* **PASSAGE**
────────────────────
It was the third time the sign had been replaced.
Credit: Special to the Clarion Ledger
The Emmett Till historical marker that designates the location where the Chicago teen's body was recovered from the Tallahatchie River has once again been defeated, this time with bullets.

Just 35 days after a bullet-riddled Emmett Till sign was replaced, it has been shot again.

If the Emmett Till Memorial Commission were to replace the sign again, it would mark the fourth time it has been replaced.

The sign marks where Emmett Till's body was recovered from the Tallahatchie River.

Ever since the state began to memorialize Till, first with the naming of a highway after him in 2005, signs commemorating him have been frequent targets of vandalism.

The riverside marker at Graball Landing is the final site on the Civil Rights Driving Tour in Tallahatchie County.

"The Emmett Till Interpretive Center is committed to seeing the sign replaced," said co-founder Patrick Weems. "We have already begun plans to replace the sign and have notified local law enforcement about the vandalism.

"Our mission is to continue to tell the truth as it concerns the Emmett Till story. We are saddened by these events but are unwavering in our commitment to truth and racial reconciliation."

The state historical marker remembering the Ku Klux Klan’s 1964 killings of three civil rights workers has suffered a similar fate — repeatedly torn down and vandalized.

Six months after the commission installed the first sign, it disappeared.

Dave Tell, author of the upcoming book, “Remembering Emmett Till,” said tire tracks leading from the site to the riverbank led Sheriff William Brewer to conclude that the sign had been tossed into the Tallahatchie River, just as Till’s body was — “an irony not lost on the local black community.”

Not long after installing a second sign in 2013, the sign was riddled with bullets.

Tell said he believes it is best to leave the sign, rather than replace it.

“The bullet holes bear eloquent witness to the fact that work remains to be done,” he said, “that the memory of Till’s murder still cuts a rift through the heart of the modern day Delta.”

Alvin Sykes, president of the Emmett Till Justice Campaign, agreed that the sign should remain as it is.

"The sign going back up is a sign of progress," he said. "The bullets are showing how much further we need to go."
────────────────────
* **GIVEN EXERCISE A**
According to the article on the Emmett Till marker, in what year was a highway first named after Till?
* **GIVEN EXERCISE B**
From the article on the Emmett Till marker, write out the passage that begins with the words containing "Just 35 days" and ends with "in Tallahatchie County.".
The data after this point comes from a separate source.

* **DATA LINES**
────────────────────
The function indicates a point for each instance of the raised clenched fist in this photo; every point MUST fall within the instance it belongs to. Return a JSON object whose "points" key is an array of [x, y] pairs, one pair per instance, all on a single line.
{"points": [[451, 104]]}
────────────────────
* **WRITTEN RESPONSE A**
2005

* **WRITTEN RESPONSE B**
Just 35 days after a bullet-riddled Emmett Till sign was replaced, it has been shot again.

If the Emmett Till Memorial Commission were to replace the sign again, it would mark the fourth time it has been replaced.

The sign marks where Emmett Till's body was recovered from the Tallahatchie River.

Ever since the state began to memorialize Till, first with the naming of a highway after him in 2005, signs commemorating him have been frequent targets of vandalism.

The riverside marker at Graball Landing is the final site on the Civil Rights Driving Tour in Tallahatchie County.